[Excerpts of bounding box data]
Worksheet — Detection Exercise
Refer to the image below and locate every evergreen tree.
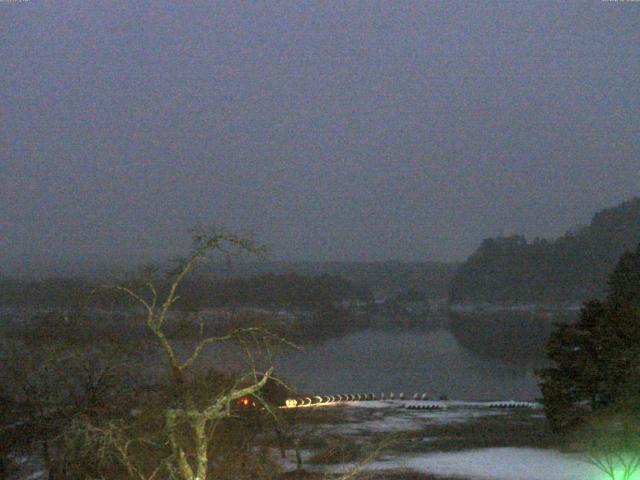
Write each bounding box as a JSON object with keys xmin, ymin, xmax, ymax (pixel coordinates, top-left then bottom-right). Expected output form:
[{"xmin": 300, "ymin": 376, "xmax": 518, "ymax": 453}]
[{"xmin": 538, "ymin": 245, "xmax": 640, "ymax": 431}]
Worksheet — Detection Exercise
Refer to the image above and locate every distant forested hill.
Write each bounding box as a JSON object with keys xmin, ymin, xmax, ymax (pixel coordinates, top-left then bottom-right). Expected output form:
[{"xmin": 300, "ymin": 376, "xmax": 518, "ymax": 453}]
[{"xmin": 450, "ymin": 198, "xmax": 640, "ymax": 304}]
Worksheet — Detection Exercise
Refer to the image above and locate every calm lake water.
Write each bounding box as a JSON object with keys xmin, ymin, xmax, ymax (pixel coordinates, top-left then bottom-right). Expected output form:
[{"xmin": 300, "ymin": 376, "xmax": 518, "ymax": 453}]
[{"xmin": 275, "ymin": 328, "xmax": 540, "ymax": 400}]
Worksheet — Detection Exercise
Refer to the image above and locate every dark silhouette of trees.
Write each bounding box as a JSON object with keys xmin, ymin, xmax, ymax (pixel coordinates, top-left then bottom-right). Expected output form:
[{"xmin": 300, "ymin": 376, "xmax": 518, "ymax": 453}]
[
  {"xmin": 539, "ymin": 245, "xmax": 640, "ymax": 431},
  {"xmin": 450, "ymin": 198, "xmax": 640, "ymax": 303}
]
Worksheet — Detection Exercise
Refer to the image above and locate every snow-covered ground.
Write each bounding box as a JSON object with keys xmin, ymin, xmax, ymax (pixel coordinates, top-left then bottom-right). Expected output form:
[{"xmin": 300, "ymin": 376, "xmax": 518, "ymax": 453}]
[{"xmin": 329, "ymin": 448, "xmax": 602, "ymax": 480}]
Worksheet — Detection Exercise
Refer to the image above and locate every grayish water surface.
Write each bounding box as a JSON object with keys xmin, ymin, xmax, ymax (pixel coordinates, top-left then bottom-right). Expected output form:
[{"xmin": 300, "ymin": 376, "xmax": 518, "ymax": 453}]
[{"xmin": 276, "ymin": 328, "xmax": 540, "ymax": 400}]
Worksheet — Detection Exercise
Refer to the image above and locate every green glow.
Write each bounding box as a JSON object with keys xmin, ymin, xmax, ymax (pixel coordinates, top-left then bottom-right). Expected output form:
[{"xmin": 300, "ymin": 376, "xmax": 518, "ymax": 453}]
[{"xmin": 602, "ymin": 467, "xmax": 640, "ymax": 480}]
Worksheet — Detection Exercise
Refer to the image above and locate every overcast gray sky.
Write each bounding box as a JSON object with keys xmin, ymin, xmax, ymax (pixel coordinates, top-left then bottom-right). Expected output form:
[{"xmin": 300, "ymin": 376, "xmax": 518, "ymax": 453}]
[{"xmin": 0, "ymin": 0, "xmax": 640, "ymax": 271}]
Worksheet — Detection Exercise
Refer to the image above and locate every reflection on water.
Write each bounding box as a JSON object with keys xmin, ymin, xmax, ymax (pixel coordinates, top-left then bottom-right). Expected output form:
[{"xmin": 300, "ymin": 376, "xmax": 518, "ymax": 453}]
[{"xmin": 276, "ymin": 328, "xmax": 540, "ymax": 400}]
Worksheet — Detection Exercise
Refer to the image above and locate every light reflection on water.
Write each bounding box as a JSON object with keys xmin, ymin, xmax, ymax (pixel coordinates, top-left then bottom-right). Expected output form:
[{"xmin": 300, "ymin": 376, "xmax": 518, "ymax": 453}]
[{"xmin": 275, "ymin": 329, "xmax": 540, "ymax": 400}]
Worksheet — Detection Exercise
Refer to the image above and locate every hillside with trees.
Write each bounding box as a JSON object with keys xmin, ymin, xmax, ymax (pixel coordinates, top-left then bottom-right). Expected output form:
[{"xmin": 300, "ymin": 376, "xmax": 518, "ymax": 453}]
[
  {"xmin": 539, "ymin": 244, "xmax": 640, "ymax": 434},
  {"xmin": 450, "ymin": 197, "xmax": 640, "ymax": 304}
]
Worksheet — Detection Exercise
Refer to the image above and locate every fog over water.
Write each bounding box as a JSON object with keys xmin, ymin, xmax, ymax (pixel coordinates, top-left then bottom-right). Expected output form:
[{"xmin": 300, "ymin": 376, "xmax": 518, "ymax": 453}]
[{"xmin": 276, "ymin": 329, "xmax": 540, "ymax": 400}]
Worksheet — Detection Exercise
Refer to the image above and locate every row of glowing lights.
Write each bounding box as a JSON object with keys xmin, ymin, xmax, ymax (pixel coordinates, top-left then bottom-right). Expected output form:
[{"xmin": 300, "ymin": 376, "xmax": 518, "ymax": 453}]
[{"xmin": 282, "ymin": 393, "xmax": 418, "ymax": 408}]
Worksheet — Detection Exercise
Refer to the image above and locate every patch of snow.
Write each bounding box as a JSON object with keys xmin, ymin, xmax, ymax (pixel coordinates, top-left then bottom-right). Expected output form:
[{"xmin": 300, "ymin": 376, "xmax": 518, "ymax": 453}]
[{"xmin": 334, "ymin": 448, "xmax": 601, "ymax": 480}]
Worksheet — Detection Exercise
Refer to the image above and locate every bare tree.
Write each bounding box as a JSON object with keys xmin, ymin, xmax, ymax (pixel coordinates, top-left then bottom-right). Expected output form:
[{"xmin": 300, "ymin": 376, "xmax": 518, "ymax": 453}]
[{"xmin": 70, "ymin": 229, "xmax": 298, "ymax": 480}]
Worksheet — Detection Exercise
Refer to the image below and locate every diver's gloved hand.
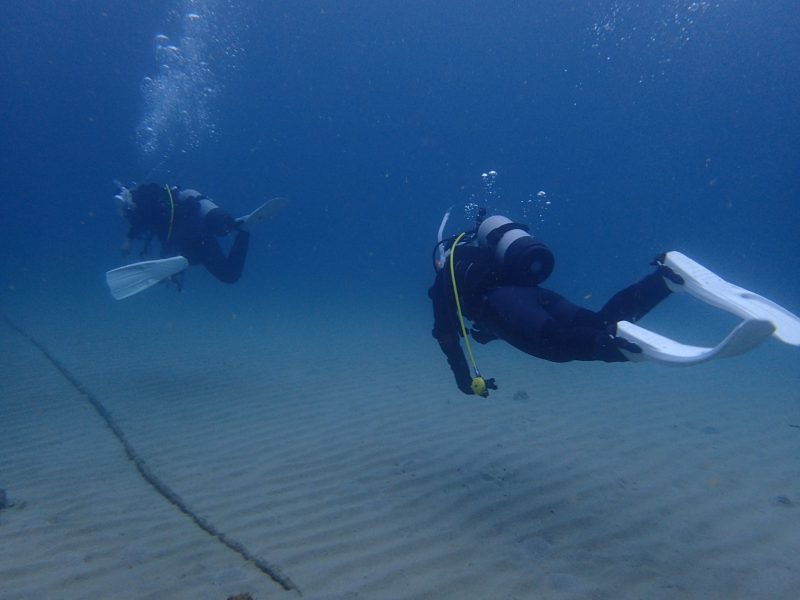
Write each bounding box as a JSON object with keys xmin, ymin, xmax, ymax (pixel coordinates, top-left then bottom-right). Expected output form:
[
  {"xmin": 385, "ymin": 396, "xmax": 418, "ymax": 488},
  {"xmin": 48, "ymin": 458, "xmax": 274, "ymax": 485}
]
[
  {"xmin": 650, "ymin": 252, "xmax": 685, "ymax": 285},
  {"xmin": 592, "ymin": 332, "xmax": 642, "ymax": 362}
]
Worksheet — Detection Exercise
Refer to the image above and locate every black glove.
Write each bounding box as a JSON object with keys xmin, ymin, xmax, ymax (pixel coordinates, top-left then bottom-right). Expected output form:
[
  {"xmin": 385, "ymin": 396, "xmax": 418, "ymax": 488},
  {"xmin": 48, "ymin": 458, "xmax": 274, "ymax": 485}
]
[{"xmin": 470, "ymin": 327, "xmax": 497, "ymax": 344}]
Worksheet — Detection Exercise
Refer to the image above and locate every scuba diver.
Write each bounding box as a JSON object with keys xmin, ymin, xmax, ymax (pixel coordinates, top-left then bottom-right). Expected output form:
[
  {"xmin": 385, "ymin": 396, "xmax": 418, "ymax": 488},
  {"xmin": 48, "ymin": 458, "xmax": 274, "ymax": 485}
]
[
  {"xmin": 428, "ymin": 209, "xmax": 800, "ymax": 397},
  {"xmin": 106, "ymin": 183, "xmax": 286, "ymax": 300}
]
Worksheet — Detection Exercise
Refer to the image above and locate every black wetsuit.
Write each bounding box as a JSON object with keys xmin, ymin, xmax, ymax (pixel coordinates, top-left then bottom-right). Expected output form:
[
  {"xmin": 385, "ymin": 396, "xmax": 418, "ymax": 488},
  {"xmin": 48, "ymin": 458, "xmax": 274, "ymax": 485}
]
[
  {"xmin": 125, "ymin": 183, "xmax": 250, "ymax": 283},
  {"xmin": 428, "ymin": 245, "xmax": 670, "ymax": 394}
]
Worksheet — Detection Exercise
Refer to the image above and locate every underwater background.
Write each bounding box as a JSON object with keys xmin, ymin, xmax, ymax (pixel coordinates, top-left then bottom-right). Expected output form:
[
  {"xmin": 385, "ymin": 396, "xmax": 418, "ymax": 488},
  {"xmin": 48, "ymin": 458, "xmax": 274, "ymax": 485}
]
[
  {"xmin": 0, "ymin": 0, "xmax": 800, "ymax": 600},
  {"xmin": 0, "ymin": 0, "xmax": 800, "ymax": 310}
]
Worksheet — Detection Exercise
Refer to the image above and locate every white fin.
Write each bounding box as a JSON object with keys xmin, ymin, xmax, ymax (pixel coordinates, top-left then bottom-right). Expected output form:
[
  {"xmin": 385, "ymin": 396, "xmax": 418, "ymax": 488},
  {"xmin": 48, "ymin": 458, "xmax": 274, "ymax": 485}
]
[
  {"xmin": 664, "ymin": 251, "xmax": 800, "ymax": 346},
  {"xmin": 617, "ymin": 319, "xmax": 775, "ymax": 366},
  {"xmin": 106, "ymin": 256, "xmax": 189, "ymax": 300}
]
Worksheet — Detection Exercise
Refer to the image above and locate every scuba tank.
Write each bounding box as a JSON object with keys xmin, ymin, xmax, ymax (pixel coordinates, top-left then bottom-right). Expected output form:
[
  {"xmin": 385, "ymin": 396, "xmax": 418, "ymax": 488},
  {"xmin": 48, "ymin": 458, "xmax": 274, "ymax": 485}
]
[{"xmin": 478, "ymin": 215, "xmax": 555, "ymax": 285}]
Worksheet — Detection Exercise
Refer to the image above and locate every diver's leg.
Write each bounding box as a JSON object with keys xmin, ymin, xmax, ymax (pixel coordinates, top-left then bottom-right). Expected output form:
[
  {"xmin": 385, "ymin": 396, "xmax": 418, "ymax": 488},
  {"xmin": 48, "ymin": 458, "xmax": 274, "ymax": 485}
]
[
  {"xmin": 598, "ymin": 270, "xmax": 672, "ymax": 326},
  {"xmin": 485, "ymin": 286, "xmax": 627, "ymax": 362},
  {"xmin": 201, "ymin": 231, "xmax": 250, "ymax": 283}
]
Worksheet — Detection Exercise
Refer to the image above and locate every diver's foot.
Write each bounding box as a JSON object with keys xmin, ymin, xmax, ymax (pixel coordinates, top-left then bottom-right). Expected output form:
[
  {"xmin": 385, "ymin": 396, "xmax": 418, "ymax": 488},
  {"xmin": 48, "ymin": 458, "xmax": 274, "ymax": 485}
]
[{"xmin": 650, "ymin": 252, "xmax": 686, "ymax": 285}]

» Your objective:
Return every line of the records above that contains the word "scuba".

» Right answer:
Refer to the image above and locate every scuba diver.
Refer to the image above and locate every scuba tank.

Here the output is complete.